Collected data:
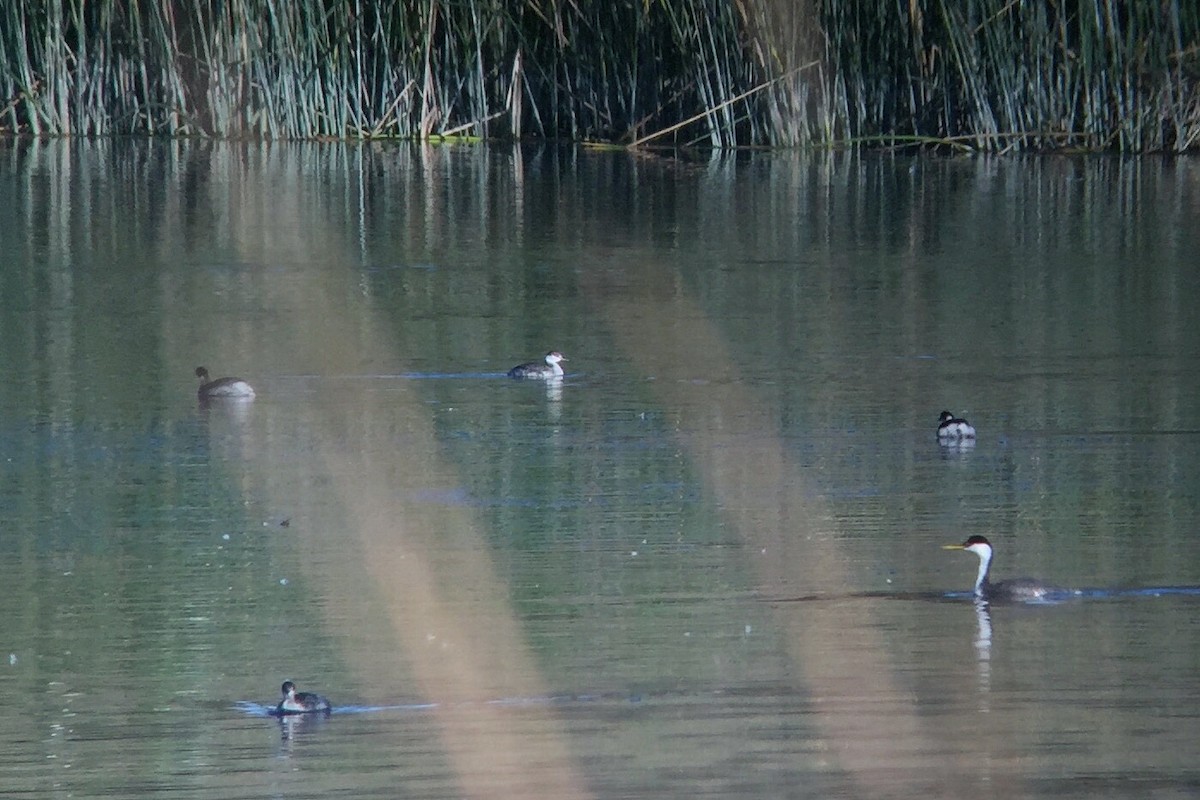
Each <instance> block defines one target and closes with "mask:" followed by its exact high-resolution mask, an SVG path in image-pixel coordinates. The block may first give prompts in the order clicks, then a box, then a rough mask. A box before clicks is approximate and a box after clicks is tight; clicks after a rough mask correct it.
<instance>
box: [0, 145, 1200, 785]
mask: <svg viewBox="0 0 1200 800" xmlns="http://www.w3.org/2000/svg"><path fill="white" fill-rule="evenodd" d="M97 186H103V187H106V188H104V191H98V190H96V188H95V187H97ZM1195 187H1196V179H1195V172H1194V167H1193V166H1190V164H1189V163H1187V162H1177V163H1172V162H1154V163H1150V162H1115V161H1085V160H1066V158H1060V160H1031V161H1003V160H978V161H974V160H937V158H917V160H900V158H893V157H857V156H826V157H821V158H816V160H802V158H798V157H793V156H754V157H746V158H742V160H734V161H716V162H712V163H704V164H682V163H679V162H673V161H661V162H660V161H656V160H631V158H628V157H625V156H618V155H599V154H587V155H584V154H577V152H574V151H558V150H536V151H504V152H500V151H497V150H486V149H470V150H455V149H432V150H430V149H408V148H403V146H394V145H379V146H360V148H343V146H336V145H280V144H276V145H265V146H257V145H256V146H251V145H224V144H206V143H188V144H185V143H138V142H98V143H83V142H79V143H54V144H44V143H14V144H11V145H8V148H7V150H6V151H5V160H4V162H2V166H0V192H2V193H4V196H5V197H7V198H10V199H11V200H12V201H10V203H7V204H0V230H4V231H7V233H5V234H4V236H5V243H6V247H5V249H6V252H7V253H8V254H10V258H11V260H12V264H13V265H14V266H13V267H12V269H10V270H7V271H5V273H4V277H2V279H4V285H2V287H0V288H2V296H0V303H2V312H4V313H2V317H4V319H5V327H4V331H5V333H4V348H2V355H4V359H5V365H4V367H5V374H6V375H11V377H12V379H11V380H7V381H5V383H4V384H0V419H2V420H4V421H5V422H4V423H2V426H0V443H2V444H4V447H5V452H6V453H7V456H8V457H7V461H6V462H5V464H4V469H5V471H6V475H5V477H6V481H5V487H6V488H5V494H4V499H5V501H4V504H2V505H0V510H2V513H4V515H5V518H4V521H2V524H4V529H5V535H4V536H2V537H0V547H2V548H4V555H5V563H6V571H7V576H6V585H8V587H11V589H10V590H8V591H6V593H4V599H2V600H0V603H2V606H0V608H2V609H4V613H5V619H7V620H10V622H8V637H10V638H8V640H10V642H11V644H8V645H7V649H8V650H10V651H11V654H12V660H11V663H10V669H8V670H7V673H0V686H2V687H4V692H5V696H6V697H10V698H12V702H11V705H12V706H13V708H12V711H13V720H14V721H16V722H14V724H13V726H12V727H11V728H10V730H7V732H6V733H5V734H0V736H2V739H0V745H2V746H0V751H2V752H4V756H0V782H2V783H4V784H5V786H8V787H13V788H12V789H11V790H12V792H16V793H18V795H19V794H22V793H24V794H36V793H40V792H46V790H52V789H53V790H61V792H72V793H78V794H89V795H92V796H103V795H113V796H116V795H122V796H124V795H126V794H128V793H132V792H144V790H148V788H149V790H168V789H169V790H172V792H175V793H184V794H188V795H194V796H214V795H218V794H220V795H235V796H262V795H265V794H271V795H278V794H308V793H317V792H320V793H323V794H324V793H330V792H337V793H343V794H353V795H354V796H395V793H396V790H397V787H403V788H407V789H408V790H409V792H412V793H413V794H420V795H422V796H424V795H442V794H455V795H457V796H463V795H472V796H502V795H521V796H528V795H533V794H536V795H545V796H628V795H654V796H664V795H666V796H672V795H678V796H684V795H695V794H697V793H709V794H734V793H736V794H739V795H748V796H778V795H779V794H780V793H798V792H799V793H805V794H809V793H811V794H815V795H817V796H827V795H839V794H842V795H851V796H929V795H936V796H964V795H965V794H967V793H970V794H972V795H976V796H1013V795H1020V796H1062V795H1064V794H1080V793H1086V794H1087V796H1124V794H1126V793H1127V792H1128V788H1129V784H1130V782H1136V783H1138V786H1151V787H1153V788H1154V789H1156V790H1160V792H1165V793H1183V794H1186V793H1187V792H1189V790H1190V789H1194V788H1195V786H1196V783H1198V780H1196V775H1195V771H1194V769H1193V766H1192V765H1190V762H1189V759H1188V758H1187V753H1188V752H1189V747H1188V742H1190V739H1192V733H1193V732H1190V729H1189V721H1190V720H1192V718H1194V716H1195V711H1196V709H1198V708H1200V703H1198V694H1196V690H1195V687H1194V686H1192V685H1190V681H1189V680H1187V676H1188V675H1190V674H1193V673H1194V666H1195V657H1196V652H1198V650H1196V645H1198V633H1200V631H1198V625H1196V624H1195V622H1193V621H1192V620H1193V618H1194V616H1195V614H1193V613H1192V612H1193V610H1194V602H1195V600H1194V597H1193V596H1190V595H1188V594H1186V593H1180V594H1170V595H1168V596H1160V597H1153V596H1139V595H1138V594H1136V591H1130V593H1123V594H1122V593H1109V594H1104V595H1100V596H1093V595H1084V596H1080V597H1078V599H1074V600H1072V601H1070V602H1066V603H1061V604H1057V606H1052V607H1039V608H1030V607H1026V606H994V607H983V606H979V604H974V606H972V602H971V601H970V599H968V597H958V599H956V597H949V599H947V597H943V595H944V593H946V591H947V590H956V591H961V590H968V589H970V585H971V571H972V567H970V566H965V565H964V564H962V563H961V561H959V560H954V559H952V558H950V557H949V555H948V554H943V553H942V552H941V551H940V549H938V546H940V545H943V543H947V542H948V541H962V540H964V539H966V537H967V536H970V535H972V534H984V535H986V536H988V537H989V539H991V540H992V541H994V542H996V543H997V547H1000V546H1001V543H1002V547H1003V554H1004V561H1003V564H1004V570H1006V575H1018V573H1032V575H1037V576H1038V577H1044V578H1046V579H1048V581H1051V582H1052V583H1055V584H1057V585H1067V587H1098V588H1102V589H1104V588H1109V589H1133V590H1136V589H1138V588H1145V587H1171V585H1184V587H1187V585H1194V584H1196V583H1200V581H1198V578H1196V573H1195V565H1196V564H1198V560H1196V555H1198V551H1200V545H1196V543H1195V542H1194V541H1193V539H1192V537H1190V536H1189V535H1188V534H1189V531H1190V530H1192V528H1193V527H1194V523H1195V522H1196V519H1195V515H1196V512H1195V509H1196V503H1195V499H1194V495H1195V481H1194V479H1193V477H1192V476H1193V475H1195V474H1196V469H1195V468H1196V463H1195V461H1196V458H1198V456H1196V452H1198V449H1196V447H1195V446H1194V444H1195V443H1194V439H1195V437H1196V426H1195V425H1194V422H1193V420H1194V419H1195V417H1196V408H1195V407H1196V403H1198V402H1200V401H1198V399H1196V398H1198V397H1200V393H1198V392H1196V391H1195V389H1196V385H1195V384H1196V377H1198V374H1196V368H1195V365H1196V361H1195V354H1196V350H1198V348H1196V336H1198V333H1196V331H1195V330H1194V327H1193V326H1190V325H1188V324H1187V320H1188V311H1189V309H1190V308H1192V307H1193V306H1194V305H1195V300H1196V296H1195V294H1196V288H1195V285H1194V283H1193V282H1192V281H1190V278H1189V277H1188V276H1189V275H1190V271H1189V269H1188V265H1190V254H1192V253H1194V252H1195V251H1196V243H1198V242H1196V239H1195V237H1196V234H1195V231H1194V229H1193V227H1192V225H1190V224H1189V223H1188V221H1189V219H1190V215H1192V212H1190V210H1193V209H1194V207H1195ZM552 348H560V349H562V350H563V351H566V353H569V354H570V357H571V361H570V362H568V366H569V367H570V369H569V371H568V375H566V377H565V379H564V380H563V381H562V383H557V381H553V385H538V384H532V385H530V384H528V383H523V381H511V380H509V379H508V378H504V377H503V374H504V372H505V371H506V369H508V368H509V367H510V366H511V365H512V363H516V362H517V361H520V360H522V359H526V357H528V356H529V354H536V353H545V351H546V350H547V349H552ZM203 362H209V363H217V362H220V363H221V365H222V369H228V371H229V372H233V373H236V374H241V375H245V377H246V378H247V380H251V381H252V383H253V384H254V387H256V391H257V393H258V396H257V397H256V398H254V399H253V401H252V402H248V403H238V404H227V403H220V402H218V403H210V404H208V405H206V407H204V408H199V407H197V403H196V384H194V378H193V377H192V373H191V371H192V369H193V368H194V365H196V363H203ZM942 408H950V409H953V410H954V411H955V413H964V414H966V415H967V416H968V417H970V419H971V421H972V423H973V425H976V427H977V428H978V439H977V440H976V443H974V446H958V447H946V446H940V445H938V443H937V440H936V437H935V428H936V423H937V413H938V411H940V410H941V409H942ZM284 521H286V522H287V524H283V522H284ZM1009 570H1012V571H1010V572H1009ZM286 678H287V679H294V680H295V681H296V682H298V684H300V685H302V686H306V687H308V686H311V687H313V688H316V690H318V691H322V692H323V693H328V694H329V696H330V697H331V698H336V704H337V705H338V708H342V705H343V704H344V705H346V706H347V708H348V711H349V712H346V714H341V712H338V714H334V715H332V716H331V717H330V718H329V720H328V721H324V722H323V723H316V724H302V723H301V724H295V726H294V729H284V730H280V729H276V728H275V727H272V726H276V723H275V722H272V721H270V720H266V718H264V717H263V716H260V715H258V714H256V712H253V709H257V708H262V705H263V704H264V703H269V702H271V698H272V697H274V696H275V692H276V690H277V687H278V684H280V681H281V680H283V679H286ZM247 709H250V710H251V711H250V712H247ZM114 711H115V714H114ZM281 734H286V735H281Z"/></svg>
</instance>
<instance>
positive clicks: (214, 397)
mask: <svg viewBox="0 0 1200 800" xmlns="http://www.w3.org/2000/svg"><path fill="white" fill-rule="evenodd" d="M196 377H197V378H199V379H200V389H199V391H197V395H199V397H200V399H211V398H215V397H245V398H251V397H253V396H254V390H253V387H252V386H251V385H250V384H247V383H246V381H245V380H242V379H241V378H217V379H216V380H209V371H208V368H205V367H197V368H196Z"/></svg>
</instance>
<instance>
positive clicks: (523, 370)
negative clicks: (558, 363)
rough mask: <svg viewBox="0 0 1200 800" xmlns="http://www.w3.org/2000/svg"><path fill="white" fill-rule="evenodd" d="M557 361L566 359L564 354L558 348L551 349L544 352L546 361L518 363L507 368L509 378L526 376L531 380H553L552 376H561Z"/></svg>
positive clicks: (533, 361)
mask: <svg viewBox="0 0 1200 800" xmlns="http://www.w3.org/2000/svg"><path fill="white" fill-rule="evenodd" d="M559 361H566V356H565V355H563V354H562V353H559V351H558V350H551V351H550V353H547V354H546V363H538V362H536V361H530V362H529V363H520V365H517V366H515V367H512V368H511V369H509V378H526V379H533V380H553V379H554V378H562V377H563V368H562V367H560V366H558V363H559Z"/></svg>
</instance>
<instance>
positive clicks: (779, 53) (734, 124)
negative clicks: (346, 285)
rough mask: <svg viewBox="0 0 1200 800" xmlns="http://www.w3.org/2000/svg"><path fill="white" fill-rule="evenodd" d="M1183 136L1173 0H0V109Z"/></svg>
mask: <svg viewBox="0 0 1200 800" xmlns="http://www.w3.org/2000/svg"><path fill="white" fill-rule="evenodd" d="M5 128H6V130H7V131H10V132H18V133H28V134H34V136H61V134H76V136H94V134H113V133H143V134H168V136H215V137H265V138H313V137H336V138H347V137H349V138H356V137H362V138H367V137H382V136H388V137H408V138H428V137H432V136H445V134H451V133H454V134H469V136H479V137H508V136H536V137H556V138H557V137H565V138H569V139H575V140H586V139H592V140H605V142H616V143H626V144H628V143H632V142H640V143H656V144H671V145H688V144H691V145H707V146H714V148H728V146H734V145H823V146H829V145H842V146H845V145H847V144H863V143H870V144H884V145H887V144H904V143H924V142H935V143H942V144H948V145H953V146H962V148H972V149H980V150H1008V149H1052V148H1084V149H1112V150H1121V151H1132V152H1135V151H1183V150H1189V149H1195V148H1198V146H1200V5H1198V4H1196V2H1195V1H1194V0H1068V1H1063V0H1028V1H1022V2H1014V1H1013V0H881V1H880V2H871V4H865V2H854V1H852V0H611V1H607V2H580V1H577V0H377V1H367V0H337V1H335V0H227V1H224V2H220V4H217V2H208V1H206V0H144V1H142V2H137V4H132V2H127V1H121V0H41V1H38V2H23V1H22V0H0V130H5Z"/></svg>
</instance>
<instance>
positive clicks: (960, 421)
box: [937, 411, 974, 441]
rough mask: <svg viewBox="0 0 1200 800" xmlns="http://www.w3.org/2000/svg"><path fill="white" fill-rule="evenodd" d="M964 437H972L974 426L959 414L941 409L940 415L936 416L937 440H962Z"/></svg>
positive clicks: (968, 438)
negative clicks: (972, 426)
mask: <svg viewBox="0 0 1200 800" xmlns="http://www.w3.org/2000/svg"><path fill="white" fill-rule="evenodd" d="M964 439H974V427H972V425H971V423H970V422H967V421H966V420H964V419H962V417H960V416H954V415H953V414H950V413H949V411H942V415H941V416H940V417H937V440H938V441H962V440H964Z"/></svg>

__WORK INSTRUCTIONS__. Give back exactly the lines from the one that contains "437H972L974 426L959 414L941" to the end of the data above, both of those lines included.

__ANSWER FOR THE TASK__.
rough mask: <svg viewBox="0 0 1200 800" xmlns="http://www.w3.org/2000/svg"><path fill="white" fill-rule="evenodd" d="M964 437H972L974 426L959 414L941 409L940 415L936 416L937 440H962Z"/></svg>
positive clicks: (968, 438)
negative clicks: (972, 426)
mask: <svg viewBox="0 0 1200 800" xmlns="http://www.w3.org/2000/svg"><path fill="white" fill-rule="evenodd" d="M964 439H974V427H972V425H971V423H970V422H967V421H966V420H964V419H962V417H960V416H954V415H953V414H950V413H949V411H942V415H941V416H940V417H937V440H938V441H962V440H964Z"/></svg>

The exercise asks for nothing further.